Your task » Take the lines below beginning at the line that has "Target: eagle graphic on check" and stopping after the line that has "Check that each instance of the dark suit", and print them exactly as they are, with no other lines.

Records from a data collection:
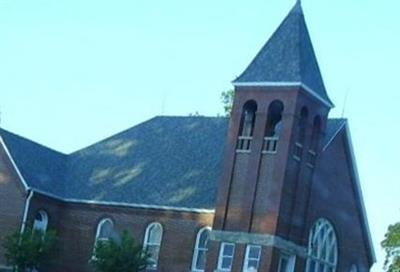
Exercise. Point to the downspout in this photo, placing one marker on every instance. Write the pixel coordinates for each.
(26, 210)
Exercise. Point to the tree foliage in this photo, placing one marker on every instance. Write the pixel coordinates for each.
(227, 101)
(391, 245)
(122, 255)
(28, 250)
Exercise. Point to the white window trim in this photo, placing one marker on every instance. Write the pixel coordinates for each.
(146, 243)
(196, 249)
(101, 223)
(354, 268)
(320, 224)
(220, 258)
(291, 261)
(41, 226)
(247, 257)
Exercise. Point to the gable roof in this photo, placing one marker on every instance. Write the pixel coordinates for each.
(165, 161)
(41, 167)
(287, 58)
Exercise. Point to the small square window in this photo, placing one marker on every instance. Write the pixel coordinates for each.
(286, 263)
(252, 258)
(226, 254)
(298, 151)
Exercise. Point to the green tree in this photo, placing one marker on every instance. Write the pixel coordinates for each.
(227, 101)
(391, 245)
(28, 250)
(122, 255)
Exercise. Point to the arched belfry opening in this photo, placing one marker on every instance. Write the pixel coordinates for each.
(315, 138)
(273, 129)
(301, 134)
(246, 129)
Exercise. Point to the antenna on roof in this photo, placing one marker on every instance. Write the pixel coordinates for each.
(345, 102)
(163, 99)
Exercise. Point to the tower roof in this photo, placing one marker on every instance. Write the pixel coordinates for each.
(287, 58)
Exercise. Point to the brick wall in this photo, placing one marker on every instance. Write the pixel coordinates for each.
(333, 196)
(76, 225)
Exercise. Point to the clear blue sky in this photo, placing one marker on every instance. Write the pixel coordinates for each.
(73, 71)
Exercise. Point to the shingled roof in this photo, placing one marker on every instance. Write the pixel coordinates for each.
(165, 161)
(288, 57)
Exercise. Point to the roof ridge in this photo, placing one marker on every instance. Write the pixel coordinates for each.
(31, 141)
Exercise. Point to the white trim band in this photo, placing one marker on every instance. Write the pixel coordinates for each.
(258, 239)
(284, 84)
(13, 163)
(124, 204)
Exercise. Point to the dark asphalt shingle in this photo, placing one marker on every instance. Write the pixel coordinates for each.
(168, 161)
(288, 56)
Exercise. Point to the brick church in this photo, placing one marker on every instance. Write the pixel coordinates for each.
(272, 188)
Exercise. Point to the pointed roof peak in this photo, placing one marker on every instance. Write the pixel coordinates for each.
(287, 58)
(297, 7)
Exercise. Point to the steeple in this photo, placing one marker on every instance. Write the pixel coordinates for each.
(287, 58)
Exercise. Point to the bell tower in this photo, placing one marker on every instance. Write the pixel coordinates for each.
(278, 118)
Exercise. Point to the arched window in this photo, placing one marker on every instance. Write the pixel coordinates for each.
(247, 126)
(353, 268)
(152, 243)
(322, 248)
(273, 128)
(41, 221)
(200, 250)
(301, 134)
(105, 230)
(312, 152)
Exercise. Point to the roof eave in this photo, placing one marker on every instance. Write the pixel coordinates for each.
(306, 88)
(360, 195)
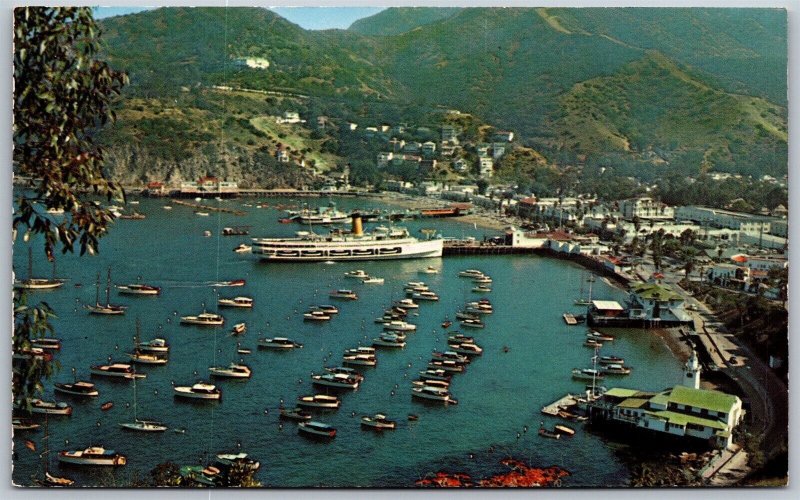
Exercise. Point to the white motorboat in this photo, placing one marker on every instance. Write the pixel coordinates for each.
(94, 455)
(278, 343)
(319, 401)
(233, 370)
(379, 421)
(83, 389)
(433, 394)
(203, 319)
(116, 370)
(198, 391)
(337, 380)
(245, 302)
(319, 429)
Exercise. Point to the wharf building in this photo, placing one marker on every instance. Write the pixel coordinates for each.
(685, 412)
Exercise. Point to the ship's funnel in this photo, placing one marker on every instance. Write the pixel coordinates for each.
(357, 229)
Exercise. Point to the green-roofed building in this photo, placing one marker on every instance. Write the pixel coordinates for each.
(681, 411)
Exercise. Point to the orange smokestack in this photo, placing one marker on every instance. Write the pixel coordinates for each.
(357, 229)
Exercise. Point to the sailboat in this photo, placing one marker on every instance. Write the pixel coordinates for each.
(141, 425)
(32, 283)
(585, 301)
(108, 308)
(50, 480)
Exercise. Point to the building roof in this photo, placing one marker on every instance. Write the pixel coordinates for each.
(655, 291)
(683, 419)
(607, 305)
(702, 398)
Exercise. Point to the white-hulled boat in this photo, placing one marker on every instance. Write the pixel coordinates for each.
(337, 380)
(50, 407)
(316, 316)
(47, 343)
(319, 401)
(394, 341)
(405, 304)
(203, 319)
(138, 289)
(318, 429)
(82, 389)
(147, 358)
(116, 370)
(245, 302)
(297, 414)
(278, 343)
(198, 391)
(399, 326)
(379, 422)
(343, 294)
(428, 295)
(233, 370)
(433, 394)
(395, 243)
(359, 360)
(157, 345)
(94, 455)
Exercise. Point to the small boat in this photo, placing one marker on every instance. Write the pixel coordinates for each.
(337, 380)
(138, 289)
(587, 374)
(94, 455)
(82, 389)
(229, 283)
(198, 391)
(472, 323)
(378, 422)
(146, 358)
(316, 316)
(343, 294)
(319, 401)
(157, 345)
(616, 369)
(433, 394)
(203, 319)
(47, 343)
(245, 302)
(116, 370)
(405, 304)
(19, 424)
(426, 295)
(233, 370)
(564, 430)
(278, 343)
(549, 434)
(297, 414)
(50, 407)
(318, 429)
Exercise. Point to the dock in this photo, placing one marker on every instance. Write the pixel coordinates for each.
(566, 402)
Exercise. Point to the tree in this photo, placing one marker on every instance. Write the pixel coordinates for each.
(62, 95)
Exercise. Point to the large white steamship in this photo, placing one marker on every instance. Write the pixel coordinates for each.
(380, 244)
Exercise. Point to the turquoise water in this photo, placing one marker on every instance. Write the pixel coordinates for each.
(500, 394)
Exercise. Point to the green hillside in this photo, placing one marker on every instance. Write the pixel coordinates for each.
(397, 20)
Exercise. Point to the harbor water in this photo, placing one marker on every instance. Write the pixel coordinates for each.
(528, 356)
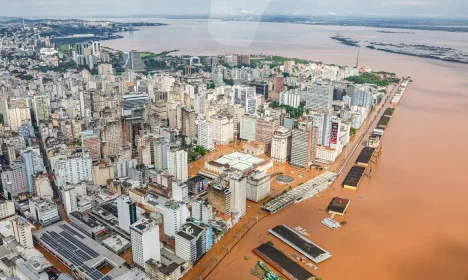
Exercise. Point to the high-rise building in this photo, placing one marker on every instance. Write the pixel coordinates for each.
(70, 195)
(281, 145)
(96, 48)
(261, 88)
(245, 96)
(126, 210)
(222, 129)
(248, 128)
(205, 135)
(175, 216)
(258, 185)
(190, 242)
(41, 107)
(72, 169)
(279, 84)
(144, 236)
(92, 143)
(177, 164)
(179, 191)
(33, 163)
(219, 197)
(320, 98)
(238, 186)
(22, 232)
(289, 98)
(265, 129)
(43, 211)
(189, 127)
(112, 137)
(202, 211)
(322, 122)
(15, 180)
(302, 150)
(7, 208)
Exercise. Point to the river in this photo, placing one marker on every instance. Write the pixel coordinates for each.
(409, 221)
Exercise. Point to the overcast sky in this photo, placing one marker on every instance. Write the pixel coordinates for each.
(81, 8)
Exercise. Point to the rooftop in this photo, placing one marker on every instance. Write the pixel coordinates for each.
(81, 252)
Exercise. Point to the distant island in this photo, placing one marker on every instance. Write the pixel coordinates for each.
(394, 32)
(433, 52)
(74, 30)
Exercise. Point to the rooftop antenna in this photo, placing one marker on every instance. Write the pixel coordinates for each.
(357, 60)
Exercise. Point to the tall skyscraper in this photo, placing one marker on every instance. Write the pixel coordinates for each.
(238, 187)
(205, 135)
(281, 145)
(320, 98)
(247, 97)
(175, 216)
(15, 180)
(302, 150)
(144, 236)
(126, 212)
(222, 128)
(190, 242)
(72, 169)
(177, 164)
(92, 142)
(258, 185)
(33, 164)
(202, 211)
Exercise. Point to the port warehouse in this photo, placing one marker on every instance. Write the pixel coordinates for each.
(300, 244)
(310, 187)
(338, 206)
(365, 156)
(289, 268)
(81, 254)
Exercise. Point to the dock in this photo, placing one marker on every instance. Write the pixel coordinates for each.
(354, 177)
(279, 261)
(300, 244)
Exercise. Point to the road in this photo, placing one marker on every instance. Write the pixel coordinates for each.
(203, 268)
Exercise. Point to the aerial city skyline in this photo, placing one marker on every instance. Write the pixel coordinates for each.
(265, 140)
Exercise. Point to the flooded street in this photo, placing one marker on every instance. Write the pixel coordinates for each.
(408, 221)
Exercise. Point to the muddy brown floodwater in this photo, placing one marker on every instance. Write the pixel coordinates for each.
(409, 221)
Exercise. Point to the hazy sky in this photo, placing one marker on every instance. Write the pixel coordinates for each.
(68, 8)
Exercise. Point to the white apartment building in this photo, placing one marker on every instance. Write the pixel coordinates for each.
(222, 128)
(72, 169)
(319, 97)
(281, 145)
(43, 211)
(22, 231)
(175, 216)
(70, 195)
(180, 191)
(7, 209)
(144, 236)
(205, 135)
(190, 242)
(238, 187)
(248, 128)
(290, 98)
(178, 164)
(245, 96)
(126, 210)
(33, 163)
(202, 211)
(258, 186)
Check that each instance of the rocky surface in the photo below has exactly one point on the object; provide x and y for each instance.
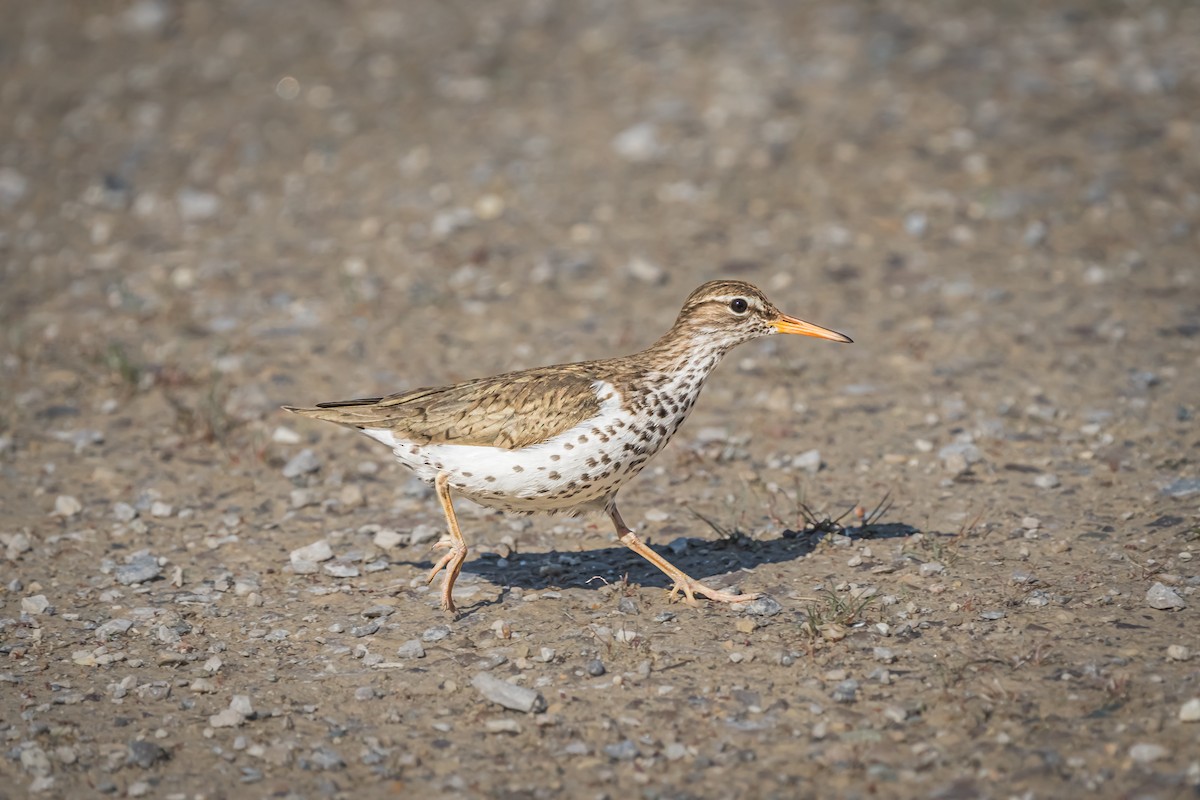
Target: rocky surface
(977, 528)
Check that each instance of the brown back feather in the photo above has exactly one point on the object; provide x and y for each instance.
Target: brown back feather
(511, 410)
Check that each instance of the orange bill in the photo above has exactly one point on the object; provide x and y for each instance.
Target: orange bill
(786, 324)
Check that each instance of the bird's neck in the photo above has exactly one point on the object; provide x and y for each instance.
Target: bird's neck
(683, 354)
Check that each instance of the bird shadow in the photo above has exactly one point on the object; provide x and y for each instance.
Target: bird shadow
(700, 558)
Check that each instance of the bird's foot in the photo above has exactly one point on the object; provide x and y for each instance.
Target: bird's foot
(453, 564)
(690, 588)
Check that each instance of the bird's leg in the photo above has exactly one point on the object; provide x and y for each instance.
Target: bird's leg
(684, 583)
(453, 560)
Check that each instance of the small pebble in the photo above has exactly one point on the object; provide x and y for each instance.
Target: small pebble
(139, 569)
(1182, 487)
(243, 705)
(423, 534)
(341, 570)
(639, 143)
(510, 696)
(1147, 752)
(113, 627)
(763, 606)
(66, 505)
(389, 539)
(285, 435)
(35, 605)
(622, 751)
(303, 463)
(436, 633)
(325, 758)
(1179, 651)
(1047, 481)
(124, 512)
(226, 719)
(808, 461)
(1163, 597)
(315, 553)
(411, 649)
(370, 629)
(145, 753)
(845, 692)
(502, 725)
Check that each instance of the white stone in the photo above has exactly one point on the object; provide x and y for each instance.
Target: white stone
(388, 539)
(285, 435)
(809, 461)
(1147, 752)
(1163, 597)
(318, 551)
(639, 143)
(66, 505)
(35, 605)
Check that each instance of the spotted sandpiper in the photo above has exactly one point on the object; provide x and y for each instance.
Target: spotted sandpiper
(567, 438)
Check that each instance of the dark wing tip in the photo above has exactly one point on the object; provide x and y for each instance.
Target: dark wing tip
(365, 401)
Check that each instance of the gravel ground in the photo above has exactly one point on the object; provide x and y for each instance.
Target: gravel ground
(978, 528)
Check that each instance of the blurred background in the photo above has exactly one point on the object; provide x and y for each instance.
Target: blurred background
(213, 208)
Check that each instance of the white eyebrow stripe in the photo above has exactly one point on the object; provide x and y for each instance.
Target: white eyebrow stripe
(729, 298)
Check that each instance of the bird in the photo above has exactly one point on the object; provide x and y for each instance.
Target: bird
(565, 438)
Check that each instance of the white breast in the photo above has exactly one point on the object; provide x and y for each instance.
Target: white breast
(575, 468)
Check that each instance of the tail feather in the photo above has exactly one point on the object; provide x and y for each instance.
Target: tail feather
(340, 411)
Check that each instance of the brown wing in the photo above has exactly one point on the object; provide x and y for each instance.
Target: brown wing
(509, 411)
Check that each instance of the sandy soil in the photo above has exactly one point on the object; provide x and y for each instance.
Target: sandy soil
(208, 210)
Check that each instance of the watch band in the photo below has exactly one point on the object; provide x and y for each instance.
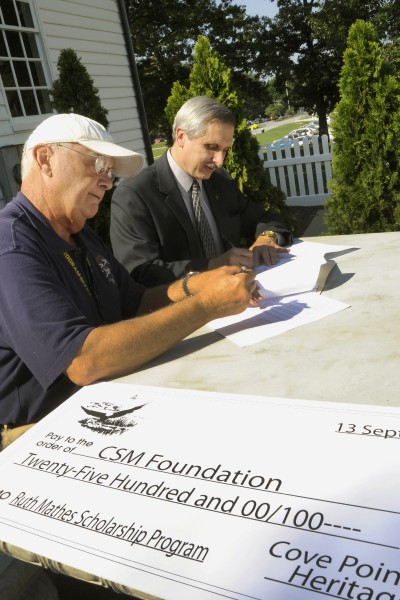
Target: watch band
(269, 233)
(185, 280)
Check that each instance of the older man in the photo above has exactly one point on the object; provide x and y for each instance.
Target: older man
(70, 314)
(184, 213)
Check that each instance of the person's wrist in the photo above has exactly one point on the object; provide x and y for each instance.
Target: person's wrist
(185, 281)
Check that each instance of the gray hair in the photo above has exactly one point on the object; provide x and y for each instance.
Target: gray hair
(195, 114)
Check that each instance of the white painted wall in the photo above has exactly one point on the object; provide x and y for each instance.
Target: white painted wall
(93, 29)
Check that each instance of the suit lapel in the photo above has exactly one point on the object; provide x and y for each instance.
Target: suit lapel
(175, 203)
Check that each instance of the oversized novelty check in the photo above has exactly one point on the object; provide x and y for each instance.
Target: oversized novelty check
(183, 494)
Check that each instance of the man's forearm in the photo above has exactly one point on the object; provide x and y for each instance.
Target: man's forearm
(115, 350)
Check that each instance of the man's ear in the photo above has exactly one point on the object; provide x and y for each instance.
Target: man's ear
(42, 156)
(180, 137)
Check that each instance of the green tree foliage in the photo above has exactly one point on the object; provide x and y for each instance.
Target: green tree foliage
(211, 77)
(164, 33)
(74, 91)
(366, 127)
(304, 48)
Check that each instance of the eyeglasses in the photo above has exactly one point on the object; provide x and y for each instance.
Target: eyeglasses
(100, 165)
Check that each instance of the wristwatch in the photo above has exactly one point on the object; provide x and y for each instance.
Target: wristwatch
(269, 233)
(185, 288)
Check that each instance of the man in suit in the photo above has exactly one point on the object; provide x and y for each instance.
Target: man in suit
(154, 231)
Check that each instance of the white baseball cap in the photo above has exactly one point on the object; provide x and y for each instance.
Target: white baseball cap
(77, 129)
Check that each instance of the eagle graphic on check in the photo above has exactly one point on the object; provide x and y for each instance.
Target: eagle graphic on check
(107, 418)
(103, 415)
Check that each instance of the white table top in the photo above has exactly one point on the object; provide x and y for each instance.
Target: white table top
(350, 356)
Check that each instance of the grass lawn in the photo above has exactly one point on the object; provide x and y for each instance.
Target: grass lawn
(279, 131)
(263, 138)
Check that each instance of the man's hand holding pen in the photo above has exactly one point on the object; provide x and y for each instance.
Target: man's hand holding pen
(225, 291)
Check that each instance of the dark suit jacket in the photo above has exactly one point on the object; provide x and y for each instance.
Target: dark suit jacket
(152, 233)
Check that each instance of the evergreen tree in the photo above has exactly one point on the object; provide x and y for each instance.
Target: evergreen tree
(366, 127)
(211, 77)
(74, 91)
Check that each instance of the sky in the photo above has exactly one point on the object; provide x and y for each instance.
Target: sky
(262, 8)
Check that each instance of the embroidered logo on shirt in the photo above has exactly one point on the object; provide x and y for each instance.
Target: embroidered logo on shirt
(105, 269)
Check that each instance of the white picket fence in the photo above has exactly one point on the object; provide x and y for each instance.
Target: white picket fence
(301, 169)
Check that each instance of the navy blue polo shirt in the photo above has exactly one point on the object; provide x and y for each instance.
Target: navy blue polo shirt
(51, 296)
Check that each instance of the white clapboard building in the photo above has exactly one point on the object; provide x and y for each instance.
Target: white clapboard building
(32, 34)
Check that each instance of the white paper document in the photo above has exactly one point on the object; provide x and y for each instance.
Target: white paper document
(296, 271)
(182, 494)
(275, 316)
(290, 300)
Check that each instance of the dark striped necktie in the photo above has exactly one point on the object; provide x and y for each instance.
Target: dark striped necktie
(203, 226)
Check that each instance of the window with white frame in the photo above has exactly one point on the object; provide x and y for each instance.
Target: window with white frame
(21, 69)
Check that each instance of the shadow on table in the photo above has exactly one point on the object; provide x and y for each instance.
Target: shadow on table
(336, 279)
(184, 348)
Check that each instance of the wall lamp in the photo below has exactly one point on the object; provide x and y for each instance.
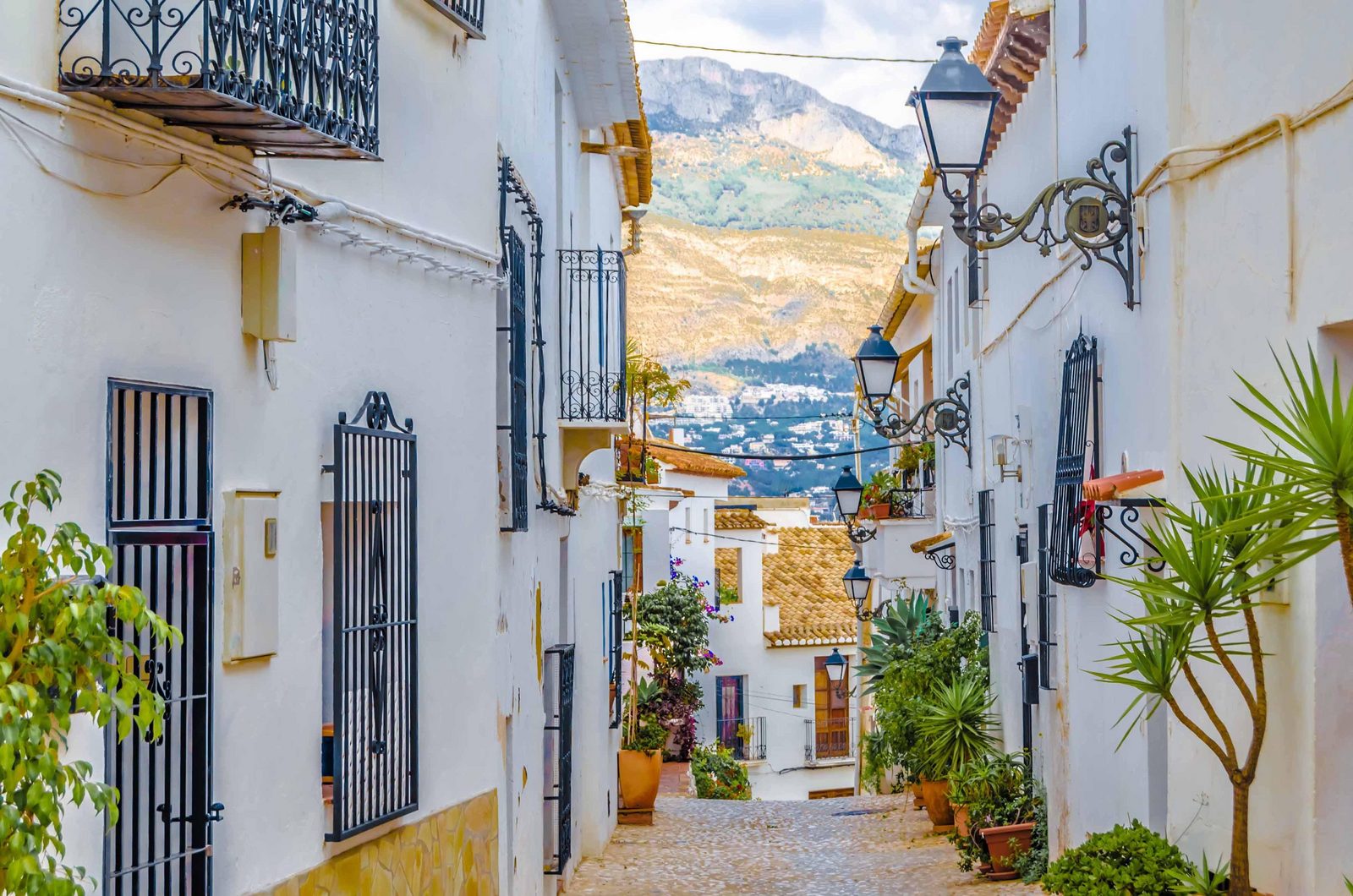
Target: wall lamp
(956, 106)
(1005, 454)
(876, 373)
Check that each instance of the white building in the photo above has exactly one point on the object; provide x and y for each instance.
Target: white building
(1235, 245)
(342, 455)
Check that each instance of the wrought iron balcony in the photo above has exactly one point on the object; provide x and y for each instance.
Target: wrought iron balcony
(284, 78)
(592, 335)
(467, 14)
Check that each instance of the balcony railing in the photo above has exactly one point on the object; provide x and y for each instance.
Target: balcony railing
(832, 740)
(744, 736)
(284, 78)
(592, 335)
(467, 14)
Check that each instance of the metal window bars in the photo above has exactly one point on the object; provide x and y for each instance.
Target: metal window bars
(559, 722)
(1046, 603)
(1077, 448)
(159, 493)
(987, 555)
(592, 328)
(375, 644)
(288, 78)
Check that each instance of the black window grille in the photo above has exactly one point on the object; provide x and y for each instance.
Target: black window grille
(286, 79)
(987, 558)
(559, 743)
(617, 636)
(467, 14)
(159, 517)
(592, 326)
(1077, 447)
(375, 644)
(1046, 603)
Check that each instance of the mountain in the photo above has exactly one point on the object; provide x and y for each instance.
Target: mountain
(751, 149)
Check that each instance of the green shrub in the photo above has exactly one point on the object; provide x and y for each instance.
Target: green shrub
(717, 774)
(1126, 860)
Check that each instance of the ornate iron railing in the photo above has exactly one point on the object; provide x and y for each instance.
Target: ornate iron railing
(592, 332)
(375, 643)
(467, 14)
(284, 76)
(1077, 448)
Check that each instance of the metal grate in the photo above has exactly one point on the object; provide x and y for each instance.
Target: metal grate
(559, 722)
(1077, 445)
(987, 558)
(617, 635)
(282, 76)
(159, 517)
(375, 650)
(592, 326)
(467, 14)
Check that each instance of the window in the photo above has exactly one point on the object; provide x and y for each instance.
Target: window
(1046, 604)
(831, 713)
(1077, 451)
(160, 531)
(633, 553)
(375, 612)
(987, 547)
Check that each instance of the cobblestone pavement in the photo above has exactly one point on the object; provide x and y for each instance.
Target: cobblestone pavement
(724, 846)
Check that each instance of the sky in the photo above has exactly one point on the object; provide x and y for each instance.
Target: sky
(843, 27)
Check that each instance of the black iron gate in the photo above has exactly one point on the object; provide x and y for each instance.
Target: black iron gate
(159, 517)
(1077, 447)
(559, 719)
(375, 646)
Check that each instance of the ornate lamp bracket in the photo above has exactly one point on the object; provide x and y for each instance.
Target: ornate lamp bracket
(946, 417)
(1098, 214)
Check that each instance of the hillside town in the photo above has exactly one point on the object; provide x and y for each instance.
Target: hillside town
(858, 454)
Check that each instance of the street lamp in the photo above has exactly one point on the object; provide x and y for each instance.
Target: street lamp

Result »
Target: eagle graphic on check
(107, 418)
(103, 415)
Check that each instance of the white table top in the photo above has exactly one point on the object; provide x and y for each instance.
Target: white table top
(350, 356)
Check that each instance of the grass lawn in the photo above has exactly one point on the object; provide x and y for each instance.
Target: grass lawn
(279, 131)
(263, 138)
Check that each instance of the man's hand holding pen in the photo above has exactly one point on the object; provide x and y for each instance.
Target: man's hand holding pen
(225, 291)
Check that each instance of the dark suit jacket in the photo above has exactly one point on the object; provide x and y for each instance.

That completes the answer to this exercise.